Vollmer: Mein Wunsch wäre, dass die Bischöfe bei den Fragen, die hier in Deutschland nicht geklärt werden können, gemeinsam mit engagierten Verantwortlichen aus dem Laienbereich dem Heiligen Vater diese Sachen vortragen und sagen: Das ist für eine lebensnahe Pastoral in Deutschland notwendig. Und hier braucht es auch Veränderungen. So verstehe ich auch Franziskus' Ansatz: Er sagt: Schaut auf das Evangelium, schaut auf die Lebenswirklichkeit der Menschen vor Ort – und gebt darauf eine pastorale Antwort. Als Kolpingverband dürfen wir das fordern, weil Adolph Kolping selbst mit seiner Initiative vor über 150 Jahren genau diesen Ansatz verfolgt hat.
Frage: Wie realistisch sehen Sie einen Aufschwung des kirchlichen Lebens, auch des Verbandslebens, falls es durch den Synodalen Weg zu weitreichenden Reformen kommt?
Horster: Ich glaube schon, dass sich vor Ort spürbar etwas ändern würde. Ich weiß nicht, ob es gelingt, eine ganze Trendwende hinzukriegen. Aber es gibt nach wie vor sehr viele engagierte Menschen in Gemeinde und in Verbänden. Wenn man deren Veränderungs- und Mitwirkungswillen gut nutzt, kann sicher wieder mehr Schwung in das Leben der Gemeinden oder der Verbände kommen.
Frage: Welche Rolle spielt der Synodale Weg bei Ihnen an der Basis in den Kolpingsfamilien?
Vollmer: Bei der Diskussion um unseren eigenen Leitbild-Prozess kommt natürlich auch die Frage auf, wie wir als Kolping kirchliches Leben mitgestalten können, wie wir auch nicht kirchlich sozialisierte Menschen für ein Engagement im Verband begeistern können. Das sind alles Fragestellungen, die mit denen des Synodalen Wegs vergleichbar sind. Von daher sind die Fragen des Synodalen Wegs schon bei uns verortet. Wir haben vor zwei Jahren deswegen eine Handreichung zum Synodalen Weg herausgegeben, wo wir ganz viele Impulstexte veröffentlicht haben, damit man in den Kolpingsfamilien miteinander in Gespräch kommt. Ich vertraue darauf, dass auch diese kleinen Diskussionsprozesse etwas bewirken.
Frage: Wenn wir auf Ihren Gründer blicken: Seit Jahren wird eine mögliche Heiligsprechung Adolph Kolpings diskutiert. Es gibt Stimmen, die dagegen sind, weil sie in einigen von Kolpings Äußerungen Antisemitismus sehen. Wie stehen Sie dazu?
Vollmer: In unserem Verband, auch international in der Kolping-Bewegung, gibt es eine tiefe Sehnsucht danach, unseren Gründer heiligzusprechen. Er hätte es auch längst verdient, wenn man weiß, wie groß die weltweite Verehrung ist. Nicht alle wollen eine Heiligsprechung, aber sehr viele. Zu der Fragestellung, ob es von Kolping antisemitische Äußerungen gibt, werden wir uns nochmal fachlich begleiten und beraten lassen, um zu klären, was da wirklich dran ist. Dabei muss man sicher auch die Theologie des 19. Jahrhunderts in den Blick nehmen. Ich persönlich kann nicht erkennen, dass Adolph Kolping antisemitisch war. Im vergangenen Jahr hatten wir den Vorsitzenden des Zentralrats der Juden zu Gast, der in einer guten Art und Weise eine Würdigung Kolpings vorgenommen hat. Da ist diese Frage benannt worden, aber er sagt: Es gibt diese unglaubliche Lebensleistung Kolpings, und die sollte dadurch nicht geschmälert werden.

> [Listenauszüge]:
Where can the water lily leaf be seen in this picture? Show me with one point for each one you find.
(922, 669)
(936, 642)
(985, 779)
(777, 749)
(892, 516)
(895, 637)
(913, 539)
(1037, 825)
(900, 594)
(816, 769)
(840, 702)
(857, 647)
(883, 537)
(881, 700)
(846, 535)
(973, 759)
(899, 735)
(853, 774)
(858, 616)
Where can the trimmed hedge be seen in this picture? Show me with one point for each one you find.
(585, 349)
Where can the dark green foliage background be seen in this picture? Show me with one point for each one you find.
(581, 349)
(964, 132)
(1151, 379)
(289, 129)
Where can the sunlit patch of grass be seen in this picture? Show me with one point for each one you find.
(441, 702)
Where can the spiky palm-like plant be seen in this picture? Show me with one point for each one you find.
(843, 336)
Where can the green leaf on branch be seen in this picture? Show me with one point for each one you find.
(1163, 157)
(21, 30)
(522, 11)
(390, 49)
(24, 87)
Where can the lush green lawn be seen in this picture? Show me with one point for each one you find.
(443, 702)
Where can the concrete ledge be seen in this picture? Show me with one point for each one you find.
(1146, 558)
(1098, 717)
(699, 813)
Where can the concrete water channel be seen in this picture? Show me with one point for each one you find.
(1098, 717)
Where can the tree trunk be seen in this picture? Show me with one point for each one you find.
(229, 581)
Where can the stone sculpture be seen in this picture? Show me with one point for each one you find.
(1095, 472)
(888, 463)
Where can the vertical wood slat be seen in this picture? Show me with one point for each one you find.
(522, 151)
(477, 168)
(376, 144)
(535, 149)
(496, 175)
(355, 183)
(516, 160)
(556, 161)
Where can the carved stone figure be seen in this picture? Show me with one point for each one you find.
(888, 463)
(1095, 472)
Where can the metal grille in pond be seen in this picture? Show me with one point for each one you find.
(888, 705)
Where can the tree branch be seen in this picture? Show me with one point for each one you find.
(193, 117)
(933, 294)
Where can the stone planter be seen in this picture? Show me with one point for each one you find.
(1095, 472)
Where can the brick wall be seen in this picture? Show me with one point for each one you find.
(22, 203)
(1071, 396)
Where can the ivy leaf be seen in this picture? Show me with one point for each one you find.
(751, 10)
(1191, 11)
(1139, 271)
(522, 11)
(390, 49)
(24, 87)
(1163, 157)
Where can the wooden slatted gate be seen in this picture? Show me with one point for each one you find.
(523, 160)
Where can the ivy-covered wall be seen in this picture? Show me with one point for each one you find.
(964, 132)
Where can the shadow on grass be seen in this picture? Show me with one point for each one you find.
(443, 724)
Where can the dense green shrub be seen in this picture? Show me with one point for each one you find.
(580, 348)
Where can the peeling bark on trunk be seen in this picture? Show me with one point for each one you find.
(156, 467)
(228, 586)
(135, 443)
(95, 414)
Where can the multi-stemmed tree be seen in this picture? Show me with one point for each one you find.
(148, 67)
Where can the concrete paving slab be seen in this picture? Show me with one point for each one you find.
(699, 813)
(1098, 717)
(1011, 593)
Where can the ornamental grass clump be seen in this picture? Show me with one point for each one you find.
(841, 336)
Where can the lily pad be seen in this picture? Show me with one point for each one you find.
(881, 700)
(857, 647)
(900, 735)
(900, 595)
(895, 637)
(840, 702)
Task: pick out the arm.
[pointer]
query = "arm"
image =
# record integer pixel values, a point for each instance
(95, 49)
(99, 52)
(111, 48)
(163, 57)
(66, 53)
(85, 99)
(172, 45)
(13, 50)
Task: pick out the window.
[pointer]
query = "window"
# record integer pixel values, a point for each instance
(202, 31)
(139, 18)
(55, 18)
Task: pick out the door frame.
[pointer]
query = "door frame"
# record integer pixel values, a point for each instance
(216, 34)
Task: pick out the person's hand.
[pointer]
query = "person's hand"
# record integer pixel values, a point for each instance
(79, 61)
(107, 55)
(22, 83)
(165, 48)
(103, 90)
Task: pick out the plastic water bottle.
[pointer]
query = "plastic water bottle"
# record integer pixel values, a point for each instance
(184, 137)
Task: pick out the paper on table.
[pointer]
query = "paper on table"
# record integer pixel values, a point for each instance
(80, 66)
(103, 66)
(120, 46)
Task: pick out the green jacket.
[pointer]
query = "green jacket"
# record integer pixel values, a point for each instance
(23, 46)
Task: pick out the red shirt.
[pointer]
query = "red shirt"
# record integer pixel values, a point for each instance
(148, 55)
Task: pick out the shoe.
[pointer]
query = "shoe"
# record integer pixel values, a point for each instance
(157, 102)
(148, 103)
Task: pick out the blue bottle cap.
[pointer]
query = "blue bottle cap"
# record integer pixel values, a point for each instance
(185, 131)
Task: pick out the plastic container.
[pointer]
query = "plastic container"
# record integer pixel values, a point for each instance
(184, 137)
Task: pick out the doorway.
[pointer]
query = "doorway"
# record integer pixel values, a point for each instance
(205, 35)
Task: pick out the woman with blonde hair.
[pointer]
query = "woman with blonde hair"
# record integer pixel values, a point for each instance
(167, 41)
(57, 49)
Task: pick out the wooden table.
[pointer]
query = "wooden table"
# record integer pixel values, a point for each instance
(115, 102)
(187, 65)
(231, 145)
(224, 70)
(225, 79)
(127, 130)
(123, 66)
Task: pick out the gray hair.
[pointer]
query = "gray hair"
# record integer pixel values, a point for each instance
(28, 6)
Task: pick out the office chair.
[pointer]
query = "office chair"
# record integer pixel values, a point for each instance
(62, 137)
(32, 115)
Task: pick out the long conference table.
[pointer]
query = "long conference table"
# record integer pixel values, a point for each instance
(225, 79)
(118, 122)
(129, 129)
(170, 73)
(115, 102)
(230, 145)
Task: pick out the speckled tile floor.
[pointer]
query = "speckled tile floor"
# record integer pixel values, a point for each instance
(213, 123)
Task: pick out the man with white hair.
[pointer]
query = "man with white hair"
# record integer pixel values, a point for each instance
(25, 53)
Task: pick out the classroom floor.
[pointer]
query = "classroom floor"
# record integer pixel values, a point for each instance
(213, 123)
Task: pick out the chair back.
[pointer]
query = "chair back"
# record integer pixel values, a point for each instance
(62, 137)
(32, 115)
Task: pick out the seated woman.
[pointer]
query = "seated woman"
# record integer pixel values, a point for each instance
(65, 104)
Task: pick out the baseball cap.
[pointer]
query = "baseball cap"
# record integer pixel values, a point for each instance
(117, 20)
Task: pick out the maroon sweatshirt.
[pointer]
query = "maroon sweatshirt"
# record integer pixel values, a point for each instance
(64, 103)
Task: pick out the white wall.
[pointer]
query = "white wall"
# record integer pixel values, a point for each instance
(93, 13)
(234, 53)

> [Aufgaben]:
a) Fassen Sie den Absatz des Textauszugs, der mit „Horster: Ich glaube schon“ beginnt, als knappe Stichpunktliste zusammen, ohne seine wesentlichen Aussagen wegzulassen.
b) Erklären Sie anhand des Textauszugs in ein bis drei Sätzen, warum der Kolpingverband nach Vollmers Worten eine lebensnahe pastorale Antwort auf die Lebenswirklichkeit der Menschen vor Ort fordern darf.
Für die Bearbeitung ist allein der Textauszug heranzuziehen.

> [Lösungen]:
a)
- Horster erwartet vor Ort spürbare Veränderungen durch weitreichende Reformen.
- Ob eine vollständige Trendwende gelingt, ist für ihn offen.
- In Gemeinden und Verbänden gibt es weiterhin sehr viele engagierte Menschen.
- Wird deren Veränderungs- und Mitwirkungswille gut genutzt, kann wieder mehr Schwung in das Leben der Gemeinden oder Verbände kommen.

b) Nach Vollmer darf der Kolpingverband das fordern, weil Adolph Kolping selbst mit seiner Initiative vor über 150 Jahren genau diesen Ansatz verfolgt hat. Dieser Ansatz besteht darin, auf das Evangelium und auf die Lebenswirklichkeit der Menschen vor Ort zu schauen und darauf eine pastorale Antwort zu geben.